» EXERCISE GOAL
Turn the entries below into a numbered list with one item per line, skipping any blank lines and leaving out the pictures.

*** Block opens ***

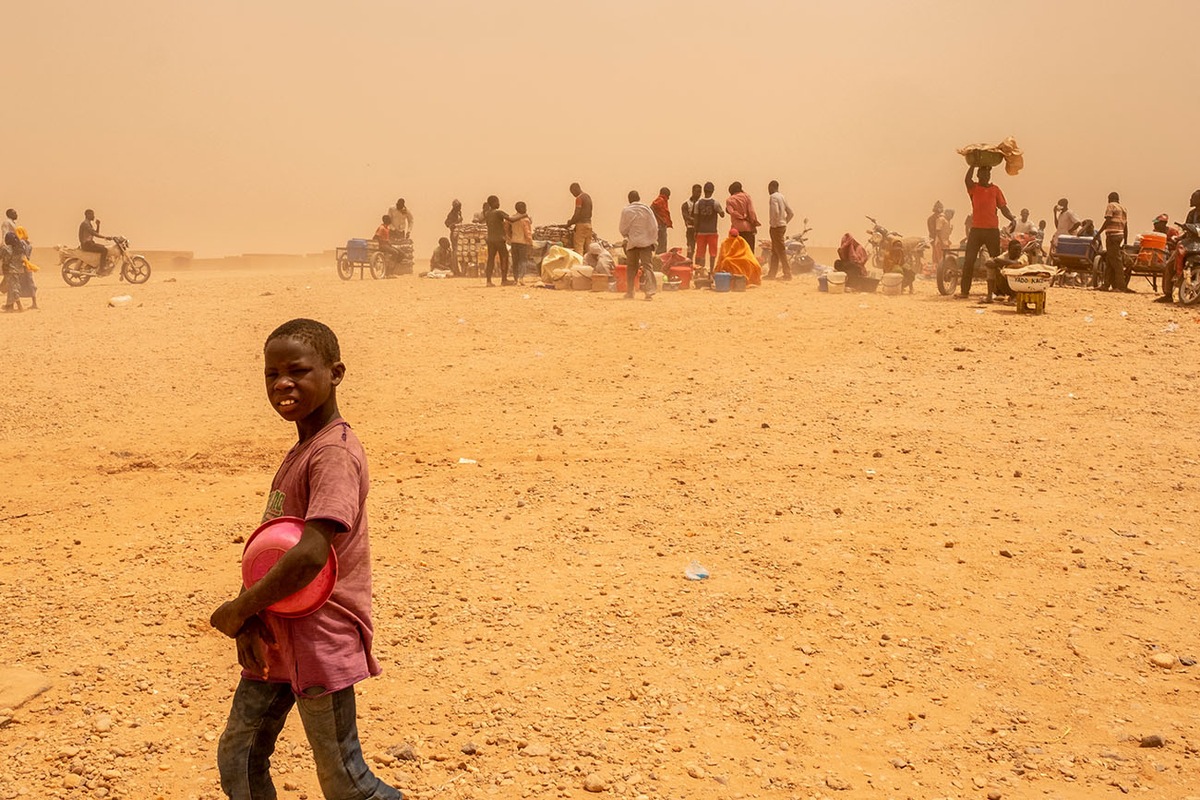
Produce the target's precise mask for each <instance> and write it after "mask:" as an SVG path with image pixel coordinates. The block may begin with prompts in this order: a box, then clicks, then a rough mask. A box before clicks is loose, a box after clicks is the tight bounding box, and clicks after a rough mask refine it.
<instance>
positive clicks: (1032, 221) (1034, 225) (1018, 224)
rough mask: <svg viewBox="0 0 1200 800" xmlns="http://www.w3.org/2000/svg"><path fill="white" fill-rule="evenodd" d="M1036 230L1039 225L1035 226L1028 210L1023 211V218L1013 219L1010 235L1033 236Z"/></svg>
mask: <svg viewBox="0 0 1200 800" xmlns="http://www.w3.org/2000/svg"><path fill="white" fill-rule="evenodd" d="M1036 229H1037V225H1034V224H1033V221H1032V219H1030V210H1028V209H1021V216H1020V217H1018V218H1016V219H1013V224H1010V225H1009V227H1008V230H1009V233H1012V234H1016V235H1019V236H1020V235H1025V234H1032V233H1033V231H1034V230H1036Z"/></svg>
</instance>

*** Block closes ***

» EXERCISE OUTPUT
1. Produce the target's precise mask for each <instance> and write it after "mask:" as an SVG path with image pixel coordinates. The block may begin with prompts in this order: a box, then clicks, then a rough mask. A box before clicks is loose, a box after clicks is the tight bounding box, and clicks after a rough mask refine it.
2. <instance>
3. positive clicks: (1032, 221) (1034, 225) (1018, 224)
4. rough mask: <svg viewBox="0 0 1200 800" xmlns="http://www.w3.org/2000/svg"><path fill="white" fill-rule="evenodd" d="M1036 230L1039 225L1035 226L1028 210L1023 211V218L1013 219L1010 235L1033 236Z"/></svg>
5. mask: <svg viewBox="0 0 1200 800" xmlns="http://www.w3.org/2000/svg"><path fill="white" fill-rule="evenodd" d="M1036 229H1037V225H1034V224H1033V221H1032V219H1030V210H1028V209H1021V216H1020V217H1018V218H1016V219H1013V224H1010V225H1009V227H1008V230H1009V233H1012V234H1016V235H1019V236H1020V235H1025V234H1032V233H1033V231H1034V230H1036Z"/></svg>
6. </instance>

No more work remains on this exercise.